Instructions to follow:
Could you reproduce the material verbatim, everything from its very start down to and including the line that contains "285 326 L 288"? Leave the pictures out of your reply.

── Provided entries ──

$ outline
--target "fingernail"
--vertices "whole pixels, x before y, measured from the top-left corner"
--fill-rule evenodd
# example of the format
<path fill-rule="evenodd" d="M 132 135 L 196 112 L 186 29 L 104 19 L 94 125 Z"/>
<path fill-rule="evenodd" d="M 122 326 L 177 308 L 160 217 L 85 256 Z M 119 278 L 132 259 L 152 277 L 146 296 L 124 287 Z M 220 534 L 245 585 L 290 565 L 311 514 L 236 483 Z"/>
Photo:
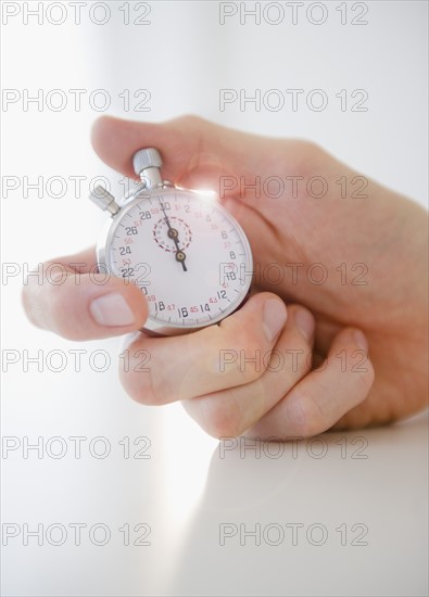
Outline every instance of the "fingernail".
<path fill-rule="evenodd" d="M 365 334 L 361 330 L 354 330 L 353 332 L 354 341 L 365 352 L 368 351 L 368 341 L 365 338 Z"/>
<path fill-rule="evenodd" d="M 100 326 L 122 327 L 136 321 L 124 296 L 117 292 L 94 298 L 89 305 L 93 319 Z"/>
<path fill-rule="evenodd" d="M 302 335 L 306 340 L 310 340 L 313 335 L 315 326 L 313 315 L 307 310 L 300 309 L 295 313 L 295 323 Z"/>
<path fill-rule="evenodd" d="M 285 326 L 288 318 L 288 310 L 283 303 L 269 298 L 262 313 L 262 327 L 264 328 L 265 335 L 272 342 L 278 335 L 281 328 Z"/>

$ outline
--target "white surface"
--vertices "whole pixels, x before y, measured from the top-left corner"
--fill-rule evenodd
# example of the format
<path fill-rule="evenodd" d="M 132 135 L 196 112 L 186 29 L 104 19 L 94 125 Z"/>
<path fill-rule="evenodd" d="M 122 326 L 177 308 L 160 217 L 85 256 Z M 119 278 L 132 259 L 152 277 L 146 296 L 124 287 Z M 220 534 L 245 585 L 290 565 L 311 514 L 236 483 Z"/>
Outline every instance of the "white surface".
<path fill-rule="evenodd" d="M 217 2 L 154 2 L 151 25 L 143 27 L 122 23 L 123 2 L 110 4 L 105 25 L 91 23 L 85 11 L 80 25 L 71 17 L 60 26 L 25 25 L 17 16 L 2 28 L 3 88 L 87 89 L 87 96 L 104 89 L 112 98 L 110 112 L 124 117 L 159 120 L 192 112 L 240 129 L 310 138 L 424 203 L 427 4 L 367 2 L 369 24 L 361 27 L 339 25 L 332 9 L 338 4 L 326 3 L 332 20 L 321 26 L 305 18 L 296 26 L 288 21 L 241 26 L 237 18 L 219 26 Z M 142 88 L 151 92 L 150 112 L 124 112 L 119 93 L 129 89 L 133 98 Z M 329 98 L 344 88 L 366 89 L 369 110 L 220 112 L 222 88 L 249 93 L 321 88 Z M 3 380 L 2 431 L 17 437 L 20 446 L 3 452 L 2 522 L 21 531 L 2 550 L 2 594 L 427 595 L 425 417 L 326 435 L 328 453 L 321 459 L 308 456 L 307 443 L 296 458 L 287 446 L 279 459 L 252 453 L 242 459 L 239 450 L 220 459 L 217 442 L 179 405 L 154 409 L 125 396 L 116 377 L 117 340 L 75 344 L 27 323 L 20 304 L 25 264 L 92 244 L 104 218 L 86 200 L 88 183 L 109 176 L 116 190 L 121 177 L 90 149 L 97 113 L 87 102 L 78 112 L 23 107 L 18 102 L 2 113 L 3 176 L 17 176 L 21 183 L 24 176 L 30 181 L 42 176 L 45 182 L 62 176 L 68 188 L 62 199 L 47 192 L 38 199 L 35 191 L 25 198 L 22 188 L 2 194 L 2 259 L 17 264 L 18 271 L 3 278 L 3 357 L 4 351 L 20 356 Z M 77 175 L 87 178 L 75 198 L 70 176 Z M 42 351 L 40 371 L 34 364 L 25 370 L 25 350 L 29 356 Z M 75 350 L 86 351 L 80 371 Z M 49 361 L 51 351 L 65 355 L 62 372 L 54 372 L 59 365 Z M 103 368 L 96 351 L 110 357 L 103 372 L 90 367 Z M 350 452 L 341 458 L 336 442 L 342 435 L 352 449 L 359 446 L 352 443 L 357 436 L 366 439 L 368 458 L 352 458 Z M 34 450 L 24 457 L 25 436 L 31 443 L 42 437 L 40 459 Z M 61 459 L 52 457 L 60 447 L 49 444 L 54 436 L 67 448 Z M 74 456 L 71 436 L 87 437 L 81 458 Z M 97 436 L 111 447 L 104 459 L 88 449 Z M 124 458 L 118 442 L 125 436 L 133 449 L 136 437 L 148 436 L 151 458 Z M 62 546 L 46 541 L 38 546 L 35 538 L 23 545 L 24 524 L 46 530 L 77 522 L 87 529 L 109 525 L 110 542 L 96 546 L 83 533 L 76 546 L 68 528 Z M 151 545 L 124 546 L 117 531 L 124 523 L 150 524 Z M 302 523 L 305 529 L 320 523 L 328 541 L 316 547 L 300 534 L 291 546 L 286 534 L 277 547 L 264 542 L 254 547 L 252 539 L 240 546 L 237 537 L 219 546 L 223 523 Z M 339 545 L 341 523 L 348 529 L 366 524 L 368 545 Z"/>

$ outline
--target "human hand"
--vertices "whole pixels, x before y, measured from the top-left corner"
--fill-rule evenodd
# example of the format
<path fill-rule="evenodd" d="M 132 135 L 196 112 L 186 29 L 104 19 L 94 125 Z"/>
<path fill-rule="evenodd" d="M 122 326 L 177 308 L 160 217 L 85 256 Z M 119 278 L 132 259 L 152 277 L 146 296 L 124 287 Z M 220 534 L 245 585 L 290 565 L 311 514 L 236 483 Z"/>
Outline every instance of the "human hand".
<path fill-rule="evenodd" d="M 386 423 L 426 404 L 424 209 L 373 181 L 359 193 L 366 179 L 311 143 L 195 117 L 163 125 L 103 117 L 93 144 L 129 177 L 134 152 L 156 147 L 165 178 L 220 190 L 255 262 L 256 293 L 219 326 L 185 336 L 129 338 L 130 363 L 121 377 L 134 398 L 181 399 L 215 436 L 278 439 Z M 319 199 L 317 180 L 307 192 L 316 176 L 327 186 Z M 255 177 L 260 195 L 250 189 Z M 270 177 L 285 181 L 276 199 L 266 186 Z M 26 287 L 31 321 L 75 340 L 141 328 L 148 307 L 139 289 L 118 278 L 94 284 L 88 274 L 94 261 L 93 250 L 55 259 L 68 270 L 65 283 Z M 151 357 L 147 372 L 134 367 L 142 350 Z M 231 355 L 238 358 L 227 363 Z"/>

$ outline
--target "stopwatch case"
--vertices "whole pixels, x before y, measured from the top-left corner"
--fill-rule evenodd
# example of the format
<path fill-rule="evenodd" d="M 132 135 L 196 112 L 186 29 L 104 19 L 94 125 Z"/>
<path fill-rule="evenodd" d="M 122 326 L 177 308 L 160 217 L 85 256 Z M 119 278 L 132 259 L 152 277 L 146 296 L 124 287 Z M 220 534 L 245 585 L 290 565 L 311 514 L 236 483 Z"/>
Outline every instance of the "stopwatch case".
<path fill-rule="evenodd" d="M 149 198 L 152 198 L 153 195 L 160 196 L 160 195 L 166 195 L 168 196 L 172 192 L 178 193 L 184 192 L 187 195 L 195 195 L 199 196 L 199 193 L 197 191 L 192 191 L 189 189 L 180 189 L 178 187 L 174 187 L 173 185 L 162 186 L 156 189 L 148 190 L 148 188 L 142 185 L 138 187 L 136 190 L 129 192 L 127 195 L 124 196 L 124 199 L 121 202 L 121 209 L 115 214 L 112 218 L 110 218 L 102 229 L 100 239 L 97 243 L 97 264 L 99 271 L 112 274 L 113 268 L 111 264 L 109 263 L 108 255 L 110 253 L 110 244 L 111 244 L 111 238 L 118 226 L 119 221 L 123 219 L 125 214 L 128 212 L 128 209 L 131 209 L 134 205 L 137 203 L 144 201 Z M 218 204 L 218 207 L 225 209 L 220 204 Z M 235 226 L 239 230 L 242 231 L 242 228 L 240 224 L 236 220 L 236 218 L 228 212 L 228 217 L 232 221 Z M 253 259 L 252 259 L 252 252 L 250 249 L 249 241 L 242 231 L 242 242 L 247 252 L 248 263 L 247 263 L 247 271 L 252 271 L 253 269 Z M 133 282 L 130 282 L 133 283 Z M 175 323 L 165 325 L 161 321 L 157 321 L 150 315 L 148 316 L 148 319 L 144 322 L 144 327 L 141 328 L 141 331 L 147 333 L 148 335 L 184 335 L 187 333 L 194 332 L 197 330 L 207 328 L 210 326 L 215 326 L 220 323 L 223 319 L 235 313 L 240 306 L 248 300 L 249 293 L 250 293 L 250 287 L 251 287 L 251 279 L 247 279 L 247 282 L 243 284 L 243 290 L 240 295 L 241 301 L 238 300 L 236 303 L 231 304 L 231 307 L 225 309 L 217 318 L 214 318 L 213 321 L 210 323 L 202 323 L 197 326 L 179 326 Z"/>

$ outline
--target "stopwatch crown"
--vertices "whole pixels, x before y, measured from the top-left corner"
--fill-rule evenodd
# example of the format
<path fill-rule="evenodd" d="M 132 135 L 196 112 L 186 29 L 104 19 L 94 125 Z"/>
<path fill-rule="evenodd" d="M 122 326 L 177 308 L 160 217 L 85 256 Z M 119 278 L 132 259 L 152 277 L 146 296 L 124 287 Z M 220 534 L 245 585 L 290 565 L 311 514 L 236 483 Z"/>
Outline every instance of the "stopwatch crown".
<path fill-rule="evenodd" d="M 134 172 L 137 176 L 147 168 L 161 168 L 162 158 L 160 152 L 154 148 L 146 148 L 136 153 L 133 156 Z"/>

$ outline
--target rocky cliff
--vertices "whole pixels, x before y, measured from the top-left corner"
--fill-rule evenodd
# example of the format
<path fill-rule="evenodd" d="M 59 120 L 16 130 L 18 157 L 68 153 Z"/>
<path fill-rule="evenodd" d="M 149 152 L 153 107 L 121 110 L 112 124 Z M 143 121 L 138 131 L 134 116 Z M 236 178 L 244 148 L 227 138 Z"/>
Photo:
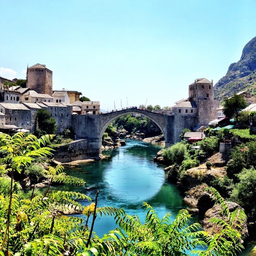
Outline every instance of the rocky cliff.
<path fill-rule="evenodd" d="M 223 100 L 246 90 L 256 96 L 256 37 L 244 47 L 237 62 L 231 64 L 213 87 L 215 100 Z"/>

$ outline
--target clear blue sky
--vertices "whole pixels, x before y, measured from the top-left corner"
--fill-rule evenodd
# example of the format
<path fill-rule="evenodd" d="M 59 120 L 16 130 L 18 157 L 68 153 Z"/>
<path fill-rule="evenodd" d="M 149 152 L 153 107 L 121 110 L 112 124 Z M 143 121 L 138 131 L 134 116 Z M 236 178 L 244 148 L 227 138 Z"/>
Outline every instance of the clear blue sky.
<path fill-rule="evenodd" d="M 216 83 L 256 36 L 254 0 L 0 0 L 0 76 L 46 64 L 54 89 L 106 110 L 127 98 L 172 106 L 195 79 Z"/>

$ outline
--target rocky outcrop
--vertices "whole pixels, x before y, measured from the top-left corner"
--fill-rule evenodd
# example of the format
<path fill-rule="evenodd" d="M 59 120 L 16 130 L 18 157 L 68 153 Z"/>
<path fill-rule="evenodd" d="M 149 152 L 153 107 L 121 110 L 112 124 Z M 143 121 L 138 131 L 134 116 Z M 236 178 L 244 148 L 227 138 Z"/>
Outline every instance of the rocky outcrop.
<path fill-rule="evenodd" d="M 208 187 L 206 184 L 203 183 L 186 192 L 183 200 L 193 208 L 191 211 L 193 212 L 203 215 L 213 206 L 214 202 L 211 200 L 211 195 L 205 191 Z"/>
<path fill-rule="evenodd" d="M 163 135 L 158 135 L 152 137 L 145 138 L 143 139 L 143 141 L 147 143 L 152 143 L 153 144 L 158 144 L 163 147 L 165 146 L 165 137 Z"/>
<path fill-rule="evenodd" d="M 226 175 L 224 167 L 213 167 L 208 170 L 206 164 L 203 163 L 185 171 L 179 178 L 177 185 L 185 190 L 190 189 L 203 183 L 209 184 L 215 178 L 224 177 Z"/>
<path fill-rule="evenodd" d="M 226 204 L 230 212 L 234 211 L 237 209 L 241 209 L 241 207 L 239 205 L 233 202 L 227 202 Z M 219 204 L 216 204 L 212 208 L 209 209 L 206 213 L 204 218 L 203 220 L 203 228 L 205 231 L 207 231 L 212 235 L 215 235 L 219 233 L 222 228 L 210 221 L 211 218 L 217 218 L 220 219 L 225 221 L 228 221 L 228 218 L 221 214 L 221 209 Z M 241 230 L 238 227 L 236 229 L 240 232 L 242 236 L 242 243 L 243 243 L 248 237 L 248 230 L 247 227 L 246 221 L 244 221 L 241 224 Z"/>
<path fill-rule="evenodd" d="M 244 47 L 240 60 L 232 63 L 224 76 L 213 87 L 215 99 L 221 100 L 234 93 L 248 90 L 253 92 L 256 88 L 256 37 Z M 247 98 L 248 103 L 256 99 Z M 245 99 L 246 100 L 246 99 Z"/>

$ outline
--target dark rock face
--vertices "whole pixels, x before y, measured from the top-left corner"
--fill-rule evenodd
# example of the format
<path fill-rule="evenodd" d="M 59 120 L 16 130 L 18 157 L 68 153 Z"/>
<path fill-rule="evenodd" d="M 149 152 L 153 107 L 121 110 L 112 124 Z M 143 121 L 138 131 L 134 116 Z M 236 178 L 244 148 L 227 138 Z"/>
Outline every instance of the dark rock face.
<path fill-rule="evenodd" d="M 226 204 L 230 212 L 234 211 L 237 208 L 242 209 L 239 204 L 233 202 L 227 202 Z M 204 230 L 208 231 L 212 235 L 215 235 L 221 231 L 222 228 L 219 225 L 212 223 L 210 221 L 210 219 L 211 218 L 215 217 L 221 219 L 225 221 L 228 221 L 228 218 L 221 214 L 221 208 L 219 204 L 216 204 L 205 213 L 204 218 L 203 220 L 203 228 Z M 240 242 L 243 243 L 248 237 L 248 230 L 246 221 L 243 221 L 240 226 L 241 229 L 238 227 L 237 227 L 236 229 L 239 231 L 242 236 Z"/>
<path fill-rule="evenodd" d="M 256 37 L 244 47 L 240 60 L 231 64 L 226 76 L 214 86 L 215 99 L 222 100 L 245 90 L 253 93 L 256 83 Z"/>

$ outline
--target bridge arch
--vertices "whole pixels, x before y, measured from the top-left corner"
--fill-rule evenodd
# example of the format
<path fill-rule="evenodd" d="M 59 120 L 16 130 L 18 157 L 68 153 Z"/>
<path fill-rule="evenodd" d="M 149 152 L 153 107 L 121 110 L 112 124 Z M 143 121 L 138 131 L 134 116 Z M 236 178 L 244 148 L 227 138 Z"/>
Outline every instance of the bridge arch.
<path fill-rule="evenodd" d="M 99 137 L 102 139 L 103 134 L 107 127 L 114 120 L 119 117 L 129 114 L 137 113 L 147 117 L 153 121 L 158 126 L 163 135 L 165 139 L 166 135 L 166 116 L 154 112 L 143 110 L 136 108 L 124 109 L 109 113 L 103 114 L 100 115 Z"/>

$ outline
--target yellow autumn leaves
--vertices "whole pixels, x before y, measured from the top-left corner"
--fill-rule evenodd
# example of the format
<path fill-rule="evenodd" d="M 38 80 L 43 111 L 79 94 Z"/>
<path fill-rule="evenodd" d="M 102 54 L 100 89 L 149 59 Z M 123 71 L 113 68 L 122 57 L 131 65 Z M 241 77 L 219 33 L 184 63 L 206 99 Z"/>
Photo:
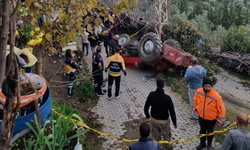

───

Task solution:
$ outline
--target "fingernail"
--vertices "whole pixels, x before y, measured from the top-left corner"
--fill-rule evenodd
# example of the format
<path fill-rule="evenodd" d="M 132 135 L 196 112 L 186 29 L 104 19 L 94 125 Z"/>
<path fill-rule="evenodd" d="M 122 326 L 177 308 L 160 217 L 85 256 Z M 119 278 L 132 259 L 152 277 L 146 296 L 124 287 Z M 220 534 L 245 585 L 290 565 L 311 514 L 236 483 Z"/>
Photo:
Outline every instance of the "fingernail".
<path fill-rule="evenodd" d="M 365 334 L 361 330 L 354 330 L 353 332 L 354 341 L 365 352 L 368 351 L 368 341 L 365 338 Z"/>
<path fill-rule="evenodd" d="M 100 326 L 122 327 L 136 321 L 124 296 L 117 292 L 94 298 L 89 305 L 93 319 Z"/>
<path fill-rule="evenodd" d="M 302 335 L 306 340 L 310 340 L 313 335 L 315 326 L 313 315 L 307 310 L 300 309 L 295 313 L 295 323 Z"/>
<path fill-rule="evenodd" d="M 285 326 L 288 318 L 288 310 L 283 303 L 269 298 L 262 313 L 262 327 L 264 328 L 265 335 L 272 342 L 278 335 L 281 328 Z"/>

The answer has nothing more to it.